## Task
Lines to restate from the data below: from the one containing "of the chrome" to the one containing "Query: red taillight", both included. Give them again exactly, and only them.

## Record set
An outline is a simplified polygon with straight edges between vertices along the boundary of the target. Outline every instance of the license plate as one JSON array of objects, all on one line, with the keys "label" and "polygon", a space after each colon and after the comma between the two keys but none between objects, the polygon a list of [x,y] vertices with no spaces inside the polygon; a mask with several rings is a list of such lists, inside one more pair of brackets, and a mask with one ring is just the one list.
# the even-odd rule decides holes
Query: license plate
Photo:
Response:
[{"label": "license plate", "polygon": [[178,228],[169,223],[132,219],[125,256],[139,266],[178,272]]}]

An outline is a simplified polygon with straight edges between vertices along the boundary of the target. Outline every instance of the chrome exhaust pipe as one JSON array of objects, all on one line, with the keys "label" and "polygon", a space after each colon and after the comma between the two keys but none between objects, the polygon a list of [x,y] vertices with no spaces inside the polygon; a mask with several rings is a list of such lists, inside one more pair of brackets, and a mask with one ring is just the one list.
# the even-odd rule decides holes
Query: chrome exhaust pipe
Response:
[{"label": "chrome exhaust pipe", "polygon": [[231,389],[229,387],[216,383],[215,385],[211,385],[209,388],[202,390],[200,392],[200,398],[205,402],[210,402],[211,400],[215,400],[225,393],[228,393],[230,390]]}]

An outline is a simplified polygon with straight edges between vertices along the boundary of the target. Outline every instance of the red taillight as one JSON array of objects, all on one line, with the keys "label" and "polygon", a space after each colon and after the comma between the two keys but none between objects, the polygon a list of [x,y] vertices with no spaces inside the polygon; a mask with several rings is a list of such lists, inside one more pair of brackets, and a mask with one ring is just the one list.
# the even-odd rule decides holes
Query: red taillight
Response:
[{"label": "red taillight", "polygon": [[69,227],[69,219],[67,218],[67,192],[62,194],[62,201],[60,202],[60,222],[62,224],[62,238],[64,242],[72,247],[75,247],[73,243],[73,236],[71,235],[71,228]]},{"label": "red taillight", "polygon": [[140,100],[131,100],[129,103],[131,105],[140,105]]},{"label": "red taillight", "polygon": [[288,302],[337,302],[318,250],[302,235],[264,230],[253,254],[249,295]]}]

## Output of the exercise
An outline is a simplified polygon with straight edges between vertices along the boundary of the target. Outline every instance of the chrome exhaust pipe as one JSON array of objects, all on one line, with the keys "label" and "polygon", a space after each colon and after the comma between the two keys but none between objects, the polygon a list of [x,y] vertices with no spaces inside the polygon; a mask with several rings is a list of such lists, inside one more pair of brackets, and a mask with one ring is just the one list.
# the even-odd rule decides holes
Query: chrome exhaust pipe
Response:
[{"label": "chrome exhaust pipe", "polygon": [[231,389],[229,387],[216,383],[215,385],[211,385],[209,388],[202,390],[200,392],[200,398],[205,402],[210,402],[211,400],[215,400],[225,393],[228,393],[230,390]]}]

An outline is a simplified polygon with straight edges between vertices along the boundary of the target. Outline every instance of the red taillight as one JSON array of objects, all on one line, with the keys "label" and "polygon", a space after each colon and after the comma between the two keys but none between objects, the polygon a list of [x,y] vertices with no spaces inside the polygon; a mask with several rings is a list of such lists, inside one more pair of brackets, and a mask with one ring is just the one list.
# the even-odd rule decides holes
Query: red taillight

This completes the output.